═════ Supplied entries ═════
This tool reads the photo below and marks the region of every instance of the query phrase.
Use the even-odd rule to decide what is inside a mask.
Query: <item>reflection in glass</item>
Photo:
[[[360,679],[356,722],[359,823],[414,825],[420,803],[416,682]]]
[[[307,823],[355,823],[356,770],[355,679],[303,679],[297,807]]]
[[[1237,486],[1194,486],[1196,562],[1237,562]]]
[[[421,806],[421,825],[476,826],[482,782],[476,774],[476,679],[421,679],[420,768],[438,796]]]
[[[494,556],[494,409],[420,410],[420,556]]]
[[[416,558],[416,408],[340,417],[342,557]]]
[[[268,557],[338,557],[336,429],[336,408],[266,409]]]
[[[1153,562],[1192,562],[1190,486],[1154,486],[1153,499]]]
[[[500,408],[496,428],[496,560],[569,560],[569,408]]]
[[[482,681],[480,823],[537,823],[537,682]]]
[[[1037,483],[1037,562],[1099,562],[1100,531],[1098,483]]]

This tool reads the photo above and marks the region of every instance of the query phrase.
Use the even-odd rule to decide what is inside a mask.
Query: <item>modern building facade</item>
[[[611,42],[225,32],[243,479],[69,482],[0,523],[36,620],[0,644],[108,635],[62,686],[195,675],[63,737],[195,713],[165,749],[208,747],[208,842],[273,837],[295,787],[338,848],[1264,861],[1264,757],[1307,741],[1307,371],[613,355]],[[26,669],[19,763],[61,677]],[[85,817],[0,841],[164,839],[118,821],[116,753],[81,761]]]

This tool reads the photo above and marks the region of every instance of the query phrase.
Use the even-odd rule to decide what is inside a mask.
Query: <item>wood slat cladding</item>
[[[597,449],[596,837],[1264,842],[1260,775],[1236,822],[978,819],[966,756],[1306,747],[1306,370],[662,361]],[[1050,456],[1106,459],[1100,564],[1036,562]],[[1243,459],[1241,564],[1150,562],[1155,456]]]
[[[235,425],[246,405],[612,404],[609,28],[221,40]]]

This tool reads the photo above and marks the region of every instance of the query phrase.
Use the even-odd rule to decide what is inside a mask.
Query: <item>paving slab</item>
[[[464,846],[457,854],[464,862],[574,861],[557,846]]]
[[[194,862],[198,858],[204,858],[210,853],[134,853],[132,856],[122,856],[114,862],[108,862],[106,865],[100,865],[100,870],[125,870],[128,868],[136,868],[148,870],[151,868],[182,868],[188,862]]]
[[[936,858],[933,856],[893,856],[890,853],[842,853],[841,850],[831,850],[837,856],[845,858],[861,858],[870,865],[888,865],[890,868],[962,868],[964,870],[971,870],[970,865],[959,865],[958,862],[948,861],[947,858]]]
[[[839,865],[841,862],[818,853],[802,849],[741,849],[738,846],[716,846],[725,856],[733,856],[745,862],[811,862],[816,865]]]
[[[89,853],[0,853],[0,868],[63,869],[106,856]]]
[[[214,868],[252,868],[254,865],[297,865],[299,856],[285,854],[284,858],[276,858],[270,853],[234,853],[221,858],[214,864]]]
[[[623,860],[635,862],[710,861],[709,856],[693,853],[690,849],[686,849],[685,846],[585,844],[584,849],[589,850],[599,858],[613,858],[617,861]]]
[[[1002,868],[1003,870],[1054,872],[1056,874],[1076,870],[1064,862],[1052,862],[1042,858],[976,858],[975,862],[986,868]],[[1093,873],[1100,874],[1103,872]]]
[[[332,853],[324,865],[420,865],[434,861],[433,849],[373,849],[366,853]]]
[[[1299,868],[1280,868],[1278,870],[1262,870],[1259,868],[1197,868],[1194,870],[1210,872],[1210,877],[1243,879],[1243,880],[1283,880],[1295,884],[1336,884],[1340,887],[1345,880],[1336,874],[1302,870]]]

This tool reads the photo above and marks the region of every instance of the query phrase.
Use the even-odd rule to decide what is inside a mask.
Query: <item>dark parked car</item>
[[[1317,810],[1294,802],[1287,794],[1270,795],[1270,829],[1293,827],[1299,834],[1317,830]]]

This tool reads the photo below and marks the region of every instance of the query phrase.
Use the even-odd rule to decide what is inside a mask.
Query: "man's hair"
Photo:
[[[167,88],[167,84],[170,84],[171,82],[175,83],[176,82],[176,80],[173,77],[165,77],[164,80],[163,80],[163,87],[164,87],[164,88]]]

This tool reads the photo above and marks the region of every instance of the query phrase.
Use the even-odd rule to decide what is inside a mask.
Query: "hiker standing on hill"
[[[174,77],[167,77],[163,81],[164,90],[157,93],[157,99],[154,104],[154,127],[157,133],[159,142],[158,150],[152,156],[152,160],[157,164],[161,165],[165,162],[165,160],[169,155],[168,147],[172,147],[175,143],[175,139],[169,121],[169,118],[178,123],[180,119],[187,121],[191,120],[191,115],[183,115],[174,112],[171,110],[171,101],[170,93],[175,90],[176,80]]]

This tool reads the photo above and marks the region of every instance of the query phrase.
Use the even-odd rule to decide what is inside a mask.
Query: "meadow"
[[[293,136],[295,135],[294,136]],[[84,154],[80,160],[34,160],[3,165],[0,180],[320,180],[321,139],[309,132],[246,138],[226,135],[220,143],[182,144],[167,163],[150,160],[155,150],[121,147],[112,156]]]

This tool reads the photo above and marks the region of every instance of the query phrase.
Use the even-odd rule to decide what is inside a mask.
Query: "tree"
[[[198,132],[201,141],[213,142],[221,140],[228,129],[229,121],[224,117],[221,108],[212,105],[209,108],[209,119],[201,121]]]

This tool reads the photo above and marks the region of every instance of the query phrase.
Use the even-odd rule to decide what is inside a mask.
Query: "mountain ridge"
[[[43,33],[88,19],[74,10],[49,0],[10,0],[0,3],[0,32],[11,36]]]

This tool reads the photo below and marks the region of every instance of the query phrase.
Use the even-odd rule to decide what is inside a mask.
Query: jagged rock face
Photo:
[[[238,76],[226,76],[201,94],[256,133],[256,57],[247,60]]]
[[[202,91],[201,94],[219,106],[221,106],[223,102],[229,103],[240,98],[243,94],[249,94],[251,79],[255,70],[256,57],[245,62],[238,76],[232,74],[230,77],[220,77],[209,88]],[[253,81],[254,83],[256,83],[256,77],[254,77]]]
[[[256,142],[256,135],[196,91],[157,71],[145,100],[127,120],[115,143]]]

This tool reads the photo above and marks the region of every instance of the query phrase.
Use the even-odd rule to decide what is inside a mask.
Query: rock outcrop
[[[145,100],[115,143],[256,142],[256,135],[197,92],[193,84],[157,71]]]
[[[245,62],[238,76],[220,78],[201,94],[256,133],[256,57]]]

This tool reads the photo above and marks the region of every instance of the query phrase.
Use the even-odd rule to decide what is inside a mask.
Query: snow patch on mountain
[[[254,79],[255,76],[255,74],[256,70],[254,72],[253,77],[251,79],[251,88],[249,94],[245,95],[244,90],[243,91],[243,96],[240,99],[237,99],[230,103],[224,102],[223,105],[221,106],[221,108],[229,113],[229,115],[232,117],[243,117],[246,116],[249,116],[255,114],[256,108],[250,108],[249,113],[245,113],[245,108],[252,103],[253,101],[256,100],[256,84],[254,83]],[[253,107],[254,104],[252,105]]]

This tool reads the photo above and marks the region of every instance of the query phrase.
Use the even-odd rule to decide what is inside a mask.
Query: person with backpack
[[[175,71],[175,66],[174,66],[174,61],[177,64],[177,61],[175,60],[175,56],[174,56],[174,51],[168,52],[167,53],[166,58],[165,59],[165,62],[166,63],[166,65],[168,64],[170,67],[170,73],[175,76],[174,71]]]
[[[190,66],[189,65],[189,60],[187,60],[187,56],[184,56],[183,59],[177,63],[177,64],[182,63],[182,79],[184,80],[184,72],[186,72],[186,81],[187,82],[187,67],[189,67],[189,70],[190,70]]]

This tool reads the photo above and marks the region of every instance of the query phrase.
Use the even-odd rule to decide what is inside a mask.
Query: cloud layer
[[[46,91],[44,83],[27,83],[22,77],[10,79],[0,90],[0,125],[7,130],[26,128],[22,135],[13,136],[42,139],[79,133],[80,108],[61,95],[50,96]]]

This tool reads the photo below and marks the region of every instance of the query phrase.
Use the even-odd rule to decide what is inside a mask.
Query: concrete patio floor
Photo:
═════
■ Do this
Copy out the records verbatim, from the start of the records through the line that contains "[[[1037,483],[1037,562],[1099,562],[1100,531],[1098,483]]]", with both ends included.

■ Answer
This tool reads the photo below and marks the region of every instance of the query phrase.
Use the even-odd rule to decide what is inside a mask.
Query: <item>reflection in glass</item>
Photo:
[[[360,679],[356,722],[359,823],[414,825],[420,803],[416,682]]]
[[[307,823],[355,823],[356,770],[355,679],[303,679],[297,807]]]
[[[1237,486],[1194,486],[1196,562],[1237,562]]]
[[[421,806],[421,825],[476,826],[482,782],[476,774],[476,679],[421,679],[420,768],[438,796]]]
[[[494,556],[494,409],[420,410],[420,556]]]
[[[416,558],[416,408],[340,417],[342,557]]]
[[[268,557],[338,557],[336,429],[336,408],[266,409]]]
[[[1153,562],[1192,562],[1190,486],[1154,486],[1153,499]]]
[[[500,408],[496,428],[496,560],[569,560],[569,408]]]
[[[482,681],[480,823],[537,823],[537,682]]]
[[[1037,483],[1037,562],[1099,562],[1100,531],[1098,483]]]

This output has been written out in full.